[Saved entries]

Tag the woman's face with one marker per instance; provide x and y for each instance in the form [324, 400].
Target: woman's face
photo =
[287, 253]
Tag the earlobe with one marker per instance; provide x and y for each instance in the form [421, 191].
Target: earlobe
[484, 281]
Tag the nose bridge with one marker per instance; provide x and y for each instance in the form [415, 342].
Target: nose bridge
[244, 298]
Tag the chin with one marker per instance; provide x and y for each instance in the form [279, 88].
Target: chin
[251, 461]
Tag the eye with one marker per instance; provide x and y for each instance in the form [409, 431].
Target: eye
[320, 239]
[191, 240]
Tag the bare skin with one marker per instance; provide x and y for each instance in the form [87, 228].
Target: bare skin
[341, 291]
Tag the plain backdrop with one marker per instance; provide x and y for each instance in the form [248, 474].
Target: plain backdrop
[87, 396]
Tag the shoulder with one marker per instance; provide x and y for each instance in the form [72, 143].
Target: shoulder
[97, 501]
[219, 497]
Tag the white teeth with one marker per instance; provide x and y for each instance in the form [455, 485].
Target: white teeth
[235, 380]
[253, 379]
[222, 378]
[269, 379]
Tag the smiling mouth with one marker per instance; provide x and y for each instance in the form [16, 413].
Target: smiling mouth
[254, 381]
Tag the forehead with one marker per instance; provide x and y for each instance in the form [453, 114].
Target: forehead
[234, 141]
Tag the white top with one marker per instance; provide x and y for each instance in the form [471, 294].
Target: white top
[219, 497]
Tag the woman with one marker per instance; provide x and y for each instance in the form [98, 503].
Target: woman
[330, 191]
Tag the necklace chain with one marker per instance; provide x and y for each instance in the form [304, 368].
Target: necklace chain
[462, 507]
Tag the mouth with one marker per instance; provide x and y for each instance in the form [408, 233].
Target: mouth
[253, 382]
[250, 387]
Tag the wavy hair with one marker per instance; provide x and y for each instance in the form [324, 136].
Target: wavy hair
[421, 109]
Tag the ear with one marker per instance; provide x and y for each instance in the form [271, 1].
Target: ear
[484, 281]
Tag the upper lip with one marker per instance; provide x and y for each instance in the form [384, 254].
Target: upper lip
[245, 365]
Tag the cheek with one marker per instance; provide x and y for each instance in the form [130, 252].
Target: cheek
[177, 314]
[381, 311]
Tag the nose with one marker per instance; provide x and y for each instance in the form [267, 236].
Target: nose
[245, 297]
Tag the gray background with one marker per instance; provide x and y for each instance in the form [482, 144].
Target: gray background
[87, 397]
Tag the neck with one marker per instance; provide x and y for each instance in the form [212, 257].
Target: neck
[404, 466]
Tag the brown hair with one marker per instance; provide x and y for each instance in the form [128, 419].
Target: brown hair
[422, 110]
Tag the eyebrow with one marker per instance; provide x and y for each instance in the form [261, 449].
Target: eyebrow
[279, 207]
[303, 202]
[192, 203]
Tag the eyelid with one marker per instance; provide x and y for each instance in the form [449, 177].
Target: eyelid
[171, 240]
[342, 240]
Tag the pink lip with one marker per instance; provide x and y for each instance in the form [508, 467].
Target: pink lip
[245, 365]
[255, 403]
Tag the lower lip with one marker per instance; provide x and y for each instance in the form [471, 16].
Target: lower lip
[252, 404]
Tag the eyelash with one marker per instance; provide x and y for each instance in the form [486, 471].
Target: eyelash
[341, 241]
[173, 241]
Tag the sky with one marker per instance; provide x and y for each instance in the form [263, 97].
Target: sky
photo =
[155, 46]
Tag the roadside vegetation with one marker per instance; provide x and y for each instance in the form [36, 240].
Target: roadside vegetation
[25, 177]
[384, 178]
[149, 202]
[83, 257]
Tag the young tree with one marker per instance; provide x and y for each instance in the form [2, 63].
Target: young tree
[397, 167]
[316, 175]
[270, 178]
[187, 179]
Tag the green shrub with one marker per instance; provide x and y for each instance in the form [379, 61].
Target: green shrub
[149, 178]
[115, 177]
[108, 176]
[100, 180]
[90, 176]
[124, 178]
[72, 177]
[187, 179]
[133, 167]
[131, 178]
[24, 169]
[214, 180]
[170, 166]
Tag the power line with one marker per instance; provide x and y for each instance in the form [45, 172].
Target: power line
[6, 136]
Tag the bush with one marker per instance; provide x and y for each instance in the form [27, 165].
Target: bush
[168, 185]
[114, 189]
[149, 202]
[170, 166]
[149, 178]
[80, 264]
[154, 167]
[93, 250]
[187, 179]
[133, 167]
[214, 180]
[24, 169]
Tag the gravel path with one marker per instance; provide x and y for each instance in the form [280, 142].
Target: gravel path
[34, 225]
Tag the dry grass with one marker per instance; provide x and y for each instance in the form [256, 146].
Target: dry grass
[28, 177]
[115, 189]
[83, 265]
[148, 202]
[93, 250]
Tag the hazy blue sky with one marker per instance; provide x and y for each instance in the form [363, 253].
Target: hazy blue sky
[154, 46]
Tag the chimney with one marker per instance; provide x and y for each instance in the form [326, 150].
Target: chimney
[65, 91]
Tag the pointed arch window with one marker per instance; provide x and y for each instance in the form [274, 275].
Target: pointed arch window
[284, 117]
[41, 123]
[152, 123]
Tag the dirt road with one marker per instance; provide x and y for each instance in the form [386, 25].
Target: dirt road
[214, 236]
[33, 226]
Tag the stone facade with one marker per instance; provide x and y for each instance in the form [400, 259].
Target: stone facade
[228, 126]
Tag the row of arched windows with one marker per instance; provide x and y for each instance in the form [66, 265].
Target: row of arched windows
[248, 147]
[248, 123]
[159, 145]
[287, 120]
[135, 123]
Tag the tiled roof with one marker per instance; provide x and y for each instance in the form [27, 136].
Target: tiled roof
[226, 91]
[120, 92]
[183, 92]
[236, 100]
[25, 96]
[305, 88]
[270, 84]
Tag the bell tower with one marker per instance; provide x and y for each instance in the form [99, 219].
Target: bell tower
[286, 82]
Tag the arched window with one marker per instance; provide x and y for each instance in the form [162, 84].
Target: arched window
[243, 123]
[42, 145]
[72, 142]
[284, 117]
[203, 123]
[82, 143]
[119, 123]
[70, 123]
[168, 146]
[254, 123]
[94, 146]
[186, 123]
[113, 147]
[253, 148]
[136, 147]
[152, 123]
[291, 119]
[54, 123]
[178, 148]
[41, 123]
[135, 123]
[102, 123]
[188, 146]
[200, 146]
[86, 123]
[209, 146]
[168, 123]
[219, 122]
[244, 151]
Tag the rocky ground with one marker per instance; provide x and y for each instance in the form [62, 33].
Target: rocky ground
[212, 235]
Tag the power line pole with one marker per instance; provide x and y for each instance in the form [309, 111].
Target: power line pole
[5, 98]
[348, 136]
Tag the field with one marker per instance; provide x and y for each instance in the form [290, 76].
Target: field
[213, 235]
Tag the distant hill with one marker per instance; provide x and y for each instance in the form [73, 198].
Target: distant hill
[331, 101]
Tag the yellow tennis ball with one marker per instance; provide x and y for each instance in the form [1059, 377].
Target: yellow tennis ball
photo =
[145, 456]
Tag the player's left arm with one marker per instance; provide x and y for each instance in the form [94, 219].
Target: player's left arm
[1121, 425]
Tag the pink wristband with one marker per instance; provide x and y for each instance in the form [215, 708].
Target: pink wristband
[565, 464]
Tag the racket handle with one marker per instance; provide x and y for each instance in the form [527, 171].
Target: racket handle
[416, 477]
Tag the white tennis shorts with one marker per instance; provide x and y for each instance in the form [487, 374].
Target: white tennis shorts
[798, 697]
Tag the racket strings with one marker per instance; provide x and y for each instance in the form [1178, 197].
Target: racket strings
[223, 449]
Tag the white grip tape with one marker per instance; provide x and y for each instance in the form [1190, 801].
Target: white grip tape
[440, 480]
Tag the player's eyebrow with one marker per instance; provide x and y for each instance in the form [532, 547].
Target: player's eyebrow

■ WHAT THE TASK ASKS ■
Can you format the lines above as a JSON list of strings, with one string per line and any blank lines omitted?

■ EXERCISE OUTPUT ■
[
  "Tag the woman's face with one marker per instance; provide x and y for each instance in the form [324, 400].",
  "Target: woman's face",
  "photo =",
  "[287, 253]",
  "Tag the earlobe with one marker per instance; provide x and y for each instance in the form [421, 191].",
  "Target: earlobe",
  "[484, 281]",
  "Tag the nose bridge with one marker per instance; provide x and y for each instance in the form [415, 342].",
  "Target: nose bridge",
  "[244, 298]",
  "Tag the chin with one marker per instance; provide x and y for each instance in the form [279, 88].",
  "Target: chin",
  "[251, 461]",
  "Tag the eye with one marker per instance; provide x and y for each instance in the form [409, 431].",
  "Target: eye",
  "[320, 239]",
  "[191, 240]",
  "Tag the bare skin with one marker per instance; provide x and y for each instance in the form [87, 228].",
  "Target: bare skin",
  "[341, 291]",
  "Tag the plain backdrop with one marker per instance; provide x and y for each instance in the form [248, 474].",
  "Target: plain backdrop",
  "[87, 396]",
  "Tag the shoulder with one marker per instance; provide x and y for each instance in the form [72, 143].",
  "Target: shoulder",
  "[97, 501]",
  "[219, 497]",
  "Tag the white teeth with one marker per instance; provide x and y for each instance in the form [455, 485].",
  "Target: white teeth",
  "[235, 380]",
  "[253, 379]",
  "[222, 378]",
  "[269, 379]",
  "Tag the smiling mouth with one marker per instance; provide x and y for each instance in the form [16, 413].",
  "Target: smiling mouth",
  "[254, 381]",
  "Tag the forehead with one marker per instance; provide x and y for each instance in the form [453, 114].",
  "Target: forehead",
  "[234, 141]",
  "Tag the white top with one marker per instance; provide x and y for each instance in the form [471, 294].",
  "Target: white top",
  "[219, 497]",
  "Tag the woman with one marker per instance; provide x and y for each instance in the form [98, 503].",
  "Target: woman",
  "[330, 191]",
  "Tag the necklace chain with one marker per instance; provide x and y for each instance in the form [304, 368].",
  "Target: necklace chain",
  "[462, 507]",
  "Tag the mouth with one marker per instance; provide x and y for each instance in the form [408, 233].",
  "Target: mouth",
  "[253, 382]",
  "[250, 387]",
  "Tag the wavy hair with one marker per instance; provide x and y for each instance in the form [324, 136].",
  "Target: wavy hair",
  "[421, 109]",
  "Tag the ear with one marker per instance; provide x and y for each instance in the form [271, 1].",
  "Target: ear",
  "[484, 281]",
  "Tag the upper lip with one marker per instance; provide x and y for each instance in the form [384, 254].",
  "Target: upper lip",
  "[245, 365]",
  "Tag the cheek with one marker per instance; provide x and y for each instance in the form [130, 252].",
  "Target: cheek",
  "[177, 314]",
  "[381, 311]",
  "Tag the nose with one marker per instance; provide x and y for each instance in the form [267, 236].",
  "Target: nose",
  "[245, 297]",
  "Tag the gray background with one marker per instance; provide x and y for each instance in the form [482, 144].",
  "Target: gray background",
  "[87, 397]",
  "Tag the neck with one marker per instance; provide x and y for each instance in the form [212, 257].",
  "Target: neck",
  "[404, 466]",
  "Tag the brown hair with one marker per instance; provide x and y for each instance in the form [128, 419].",
  "Target: brown hair",
  "[422, 110]",
  "Tag the eyebrow with one marker per instance; provide x and y for each instance in the form [261, 449].",
  "Target: eyebrow",
  "[279, 207]",
  "[303, 202]",
  "[192, 203]",
  "Tag the eyelid with one marker per instance; provide x and y for each instance in the form [449, 177].",
  "Target: eyelid",
  "[171, 240]",
  "[342, 240]",
  "Tag the pink lip with one marker per instance; provide x and y for each instance in the form [508, 467].",
  "Target: pink lip",
  "[245, 365]",
  "[255, 403]",
  "Tag the lower lip with one marker per instance; provide x and y for each instance in the form [471, 16].",
  "Target: lower lip",
  "[252, 404]",
  "Tag the eyelash with one marker per instance; provide x and y for each instance in the form [486, 471].",
  "Target: eyelash",
  "[341, 241]",
  "[173, 241]",
  "Tag the sky with one marker per instance; provide x and y for each instance in the form [263, 97].",
  "Target: sky",
  "photo =",
  "[155, 46]",
  "Tag the roadside vegetation with one marker per instance; provide x and y for each instance in the form [36, 240].",
  "Target: roadside vegetation",
  "[25, 177]",
  "[384, 178]",
  "[149, 202]",
  "[83, 257]",
  "Tag the young tree with one marker per instance; provide x and y for each instance in the form [2, 63].",
  "Target: young tree",
  "[397, 167]",
  "[316, 175]",
  "[270, 178]",
  "[187, 179]",
  "Tag the green shrub with one marker per instance; provide x and y for each instance in the form [379, 61].",
  "Target: green shrub",
  "[149, 178]",
  "[115, 177]",
  "[108, 176]",
  "[100, 180]",
  "[90, 176]",
  "[124, 178]",
  "[72, 177]",
  "[187, 179]",
  "[133, 167]",
  "[131, 178]",
  "[24, 169]",
  "[214, 180]",
  "[170, 166]",
  "Tag the power line with one marker per instance; provide x and y for each instance in the form [45, 172].",
  "Target: power line",
  "[6, 136]",
  "Tag the bush with one marker per instance; provide x and y for each instance in the form [27, 165].",
  "Target: bush",
  "[168, 185]",
  "[114, 189]",
  "[149, 202]",
  "[170, 166]",
  "[149, 178]",
  "[80, 264]",
  "[154, 167]",
  "[93, 250]",
  "[187, 179]",
  "[133, 167]",
  "[214, 180]",
  "[24, 169]",
  "Tag the gravel path with one marker per instance; provide x and y for each instance in the form [280, 142].",
  "Target: gravel path",
  "[34, 225]",
  "Tag the dry grass with one marker per instance; provide x and y for each instance in the form [256, 146].",
  "Target: dry grass",
  "[28, 177]",
  "[115, 189]",
  "[83, 265]",
  "[148, 202]",
  "[93, 250]",
  "Tag the hazy blue sky with one marker per instance; provide x and y for each instance in the form [363, 253].",
  "Target: hazy blue sky",
  "[154, 46]",
  "Tag the chimney with one marker per instance; provide x and y for each instance in the form [326, 150].",
  "Target: chimney",
  "[65, 91]",
  "Tag the pointed arch window with one marker per instance; provide x and y for each instance in the form [274, 275].",
  "Target: pointed arch window",
  "[284, 117]",
  "[41, 123]",
  "[152, 123]",
  "Tag the dirt road with one marker per instance; provide x and y for each instance in the form [386, 25].",
  "Target: dirt road",
  "[214, 236]",
  "[33, 226]",
  "Tag the stone facade with one marker per instance; provide x and y for each instance in the form [400, 259].",
  "Target: stone facade",
  "[228, 126]",
  "Tag the row of arched windows with one marker per instance; provide x and y for each instance in the form [66, 265].",
  "Target: row of arched windows",
  "[248, 147]",
  "[248, 123]",
  "[159, 145]",
  "[287, 120]",
  "[135, 123]",
  "Tag the tiled roof with one marker per instance; provide x and y for each instance in the form [27, 136].",
  "Target: tiled roof",
  "[226, 91]",
  "[120, 92]",
  "[183, 92]",
  "[236, 100]",
  "[25, 96]",
  "[305, 88]",
  "[270, 84]",
  "Tag the bell tower with one marker per instance; provide x and y for each instance in the form [99, 219].",
  "Target: bell tower",
  "[286, 82]",
  "Tag the arched window with one marker per instance; provide x and y for each instance in the form [162, 84].",
  "Target: arched window",
  "[243, 123]",
  "[42, 145]",
  "[72, 142]",
  "[284, 117]",
  "[203, 123]",
  "[82, 143]",
  "[119, 123]",
  "[70, 123]",
  "[168, 146]",
  "[254, 123]",
  "[94, 146]",
  "[186, 123]",
  "[113, 147]",
  "[253, 148]",
  "[136, 147]",
  "[152, 123]",
  "[291, 119]",
  "[54, 123]",
  "[178, 148]",
  "[41, 123]",
  "[135, 123]",
  "[102, 123]",
  "[188, 146]",
  "[200, 146]",
  "[86, 123]",
  "[209, 146]",
  "[168, 123]",
  "[219, 122]",
  "[244, 151]",
  "Tag the rocky ground with one marker per instance; provide x and y for each instance in the form [62, 33].",
  "Target: rocky ground",
  "[212, 235]",
  "Tag the power line pole with one marker per instance; provide x and y for each instance in the form [309, 111].",
  "Target: power line pole",
  "[5, 98]",
  "[348, 136]",
  "Tag the field with one marker per instance; provide x and y for each instance in the form [290, 76].",
  "Target: field",
  "[213, 235]",
  "Tag the distant hill with one marker per instance; provide x and y for each instance in the form [73, 198].",
  "Target: distant hill",
  "[331, 101]",
  "Tag the yellow tennis ball with one marker per instance; provide x and y for each instance in the form [1059, 377].",
  "Target: yellow tennis ball",
  "photo =",
  "[145, 456]",
  "Tag the player's left arm with one marker per instance; provide x and y for each instance in the form [94, 219].",
  "Target: player's left arm",
  "[1121, 425]",
  "Tag the pink wristband with one marker per instance; provide x and y for each instance in the form [215, 708].",
  "Target: pink wristband",
  "[565, 464]",
  "Tag the racket handle with one marker per instance; provide x and y for each instance in the form [527, 171].",
  "Target: racket handle",
  "[416, 477]",
  "Tag the white tennis shorts with one marker per instance; provide x and y for each instance in the form [487, 374].",
  "Target: white tennis shorts",
  "[798, 697]",
  "Tag the racket strings with one marker per instance; provide x and y for each instance in the form [1178, 197].",
  "Target: racket strings",
  "[223, 449]",
  "Tag the white grip tape with one marker per instance; provide x and y for each instance in the form [1190, 801].",
  "Target: white grip tape",
  "[440, 480]",
  "Tag the player's eyebrow with one marker per instance; provide x and y for each instance in the form [532, 547].",
  "Target: player's eyebrow"
]